**Texto de referência**
-----

O Ministério Público, por meio do promotor Sávio Eduardo Nunes de Carvalho, ofereceu denúncia contra o ex-servidor do Tribunal de Justiça do Piauí, João Gabriel Costa Cardoso, acusado de invadir o sistema PJe do Tribunal para inserir documentos falsos e alterar sentenças de processos. O esquema, segundo a polícia, teria inclusive o envolvimento de advogados.
João Gabriel desempenhou atividades de estágio supervisionado e ocupou cargo em comissão no Centro de Apoio ao Gabinete de Desembargadores, bem como no Núcleo de Apoio às Unidades Judiciárias de 1º e 2º Graus entre agosto de 2021 e maio de 2023. Consta na denúncia que ele atuou como principal responsável pela fraude do Sistema O PJe inserindo minutas fraudulentas em processos judiciais para benefício próprio e de terceiros.

As investigações começaram depois que estagiários e servidores do Tribunal de Justiça procuraram a Corregedoria da Corte para denunciar movimentações desconhecidas em processos. Após serem detectadas invasões ao sistema do TJPI por meio de perfis de pessoas que sequer tinham vínculo com o órgão, o juiz Édison Rogério Leitão Rodrigues solicitou abertura de inquérito policial. Foram constatadas falhas de segurança nos perfis de alguns estagiários.
A Polícia Civil solicitou informações à Secretaria de Tecnologia da Informação e Comunicação do TJPI, que forneceu uma lista de e-mails utilizados de maneira suspeita no Sistema PJe e que não foram reconhecidos pelos servidores e estagiários da Corte. Foram identificadas pelo menos três pedidos de redefinição de senhas de usuários do sistema vinculados sempre ao mesmo e-mail de uma pessoa desconhecida.
A polícia localizou ainda um número de telefone inserido como informação de segurança ao e-mail. Este número de telefone pertencia à irmã de João Gabriel.

-----

Dados de máscaras de segmentação:
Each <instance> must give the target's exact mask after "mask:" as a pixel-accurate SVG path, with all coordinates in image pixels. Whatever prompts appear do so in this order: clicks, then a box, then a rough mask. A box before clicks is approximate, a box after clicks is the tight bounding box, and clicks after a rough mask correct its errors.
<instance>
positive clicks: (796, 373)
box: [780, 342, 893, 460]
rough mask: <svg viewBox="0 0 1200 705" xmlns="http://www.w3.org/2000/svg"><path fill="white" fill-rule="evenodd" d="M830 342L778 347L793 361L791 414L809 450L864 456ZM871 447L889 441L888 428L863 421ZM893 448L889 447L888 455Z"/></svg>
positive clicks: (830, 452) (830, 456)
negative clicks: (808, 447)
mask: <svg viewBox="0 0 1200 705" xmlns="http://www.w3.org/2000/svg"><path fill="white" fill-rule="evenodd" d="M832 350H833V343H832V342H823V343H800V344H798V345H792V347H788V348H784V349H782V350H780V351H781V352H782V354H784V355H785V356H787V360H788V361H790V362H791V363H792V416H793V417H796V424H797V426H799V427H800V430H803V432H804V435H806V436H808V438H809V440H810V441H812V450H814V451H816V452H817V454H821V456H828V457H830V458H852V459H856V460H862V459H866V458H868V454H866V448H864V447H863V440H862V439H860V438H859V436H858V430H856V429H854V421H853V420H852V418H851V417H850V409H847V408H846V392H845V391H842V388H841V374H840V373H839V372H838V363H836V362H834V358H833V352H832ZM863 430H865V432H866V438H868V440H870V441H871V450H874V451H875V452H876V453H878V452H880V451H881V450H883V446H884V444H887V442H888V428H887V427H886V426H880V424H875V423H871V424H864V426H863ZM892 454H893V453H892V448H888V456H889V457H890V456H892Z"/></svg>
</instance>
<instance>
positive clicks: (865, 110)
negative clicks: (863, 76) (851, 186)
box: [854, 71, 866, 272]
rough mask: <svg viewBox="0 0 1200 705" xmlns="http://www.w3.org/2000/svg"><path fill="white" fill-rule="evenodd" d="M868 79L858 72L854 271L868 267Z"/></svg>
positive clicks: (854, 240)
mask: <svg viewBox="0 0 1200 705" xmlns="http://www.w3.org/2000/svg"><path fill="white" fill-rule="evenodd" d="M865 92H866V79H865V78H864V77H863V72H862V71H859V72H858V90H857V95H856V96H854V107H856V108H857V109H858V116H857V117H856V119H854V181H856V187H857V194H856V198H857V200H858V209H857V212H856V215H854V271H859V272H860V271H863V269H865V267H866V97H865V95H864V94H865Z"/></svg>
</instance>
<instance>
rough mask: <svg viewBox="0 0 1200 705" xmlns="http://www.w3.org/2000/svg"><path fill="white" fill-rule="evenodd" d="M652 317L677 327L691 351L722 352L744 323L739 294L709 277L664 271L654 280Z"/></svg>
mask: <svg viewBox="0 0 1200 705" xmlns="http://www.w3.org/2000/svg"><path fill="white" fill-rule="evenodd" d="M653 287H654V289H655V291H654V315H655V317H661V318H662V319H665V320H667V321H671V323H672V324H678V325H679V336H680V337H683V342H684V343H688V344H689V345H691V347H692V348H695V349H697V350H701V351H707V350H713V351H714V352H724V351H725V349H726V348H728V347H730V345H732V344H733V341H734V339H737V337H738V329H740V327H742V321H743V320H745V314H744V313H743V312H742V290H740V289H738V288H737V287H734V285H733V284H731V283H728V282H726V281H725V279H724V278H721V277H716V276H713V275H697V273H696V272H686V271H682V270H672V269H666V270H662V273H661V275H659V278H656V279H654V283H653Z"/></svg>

-----

**Tarefas a realizar**
[1] Transcreva da notícia sobre a fraude no sistema PJe o trecho que vai de "A polícia localizou" até "de João Gabriel.".
[2] Verta para o inglês a seguinte frase da notícia sobre a fraude no sistema PJe: "Este número de telefone pertencia à irmã de João Gabriel."
[3] Dê prosseguimento à notícia sobre a fraude no sistema PJe a partir do ponto em que ela termina.
Os registros não têm qualquer relação com este exercício.

**Resultados do exercício**
[1]
A polícia localizou ainda um número de telefone inserido como informação de segurança ao e-mail. Este número de telefone pertencia à irmã de João Gabriel.

[2] This phone number belonged to João Gabriel's sister.

[3]
Chamou a atenção da polícia uma das movimentações feitas nos processos do TJPI pelo acusado: a inserção de uma minuta de decisão assinada e posteriormente revogada pelo desembargador Joaquim Dias de Santana Filho, beneficiando João Gabriel, determinando a anulação de quatro questões da primeira fase do concurso para Soldado da Polícia Militar do Piauí e assegurando sua participação na etapa seguinte do certame.
Acusado pesquisou no Google como “alterar o e-mail no PJe”
No decorrer do inquérito, a polícia obteve a quebra de sigilo telemático das contas do Google e da Apple vinculadas a João Gabriel. De acordo com o documento, em 06 de junho de 2023, ele pesquisou no Google o termo “alterar o e-mail no PJe”, o que, segundo a polícia “evidencia a atuação do investigado na troca ilegal de e-mails e senhas de perfis de magistrados e servidores”.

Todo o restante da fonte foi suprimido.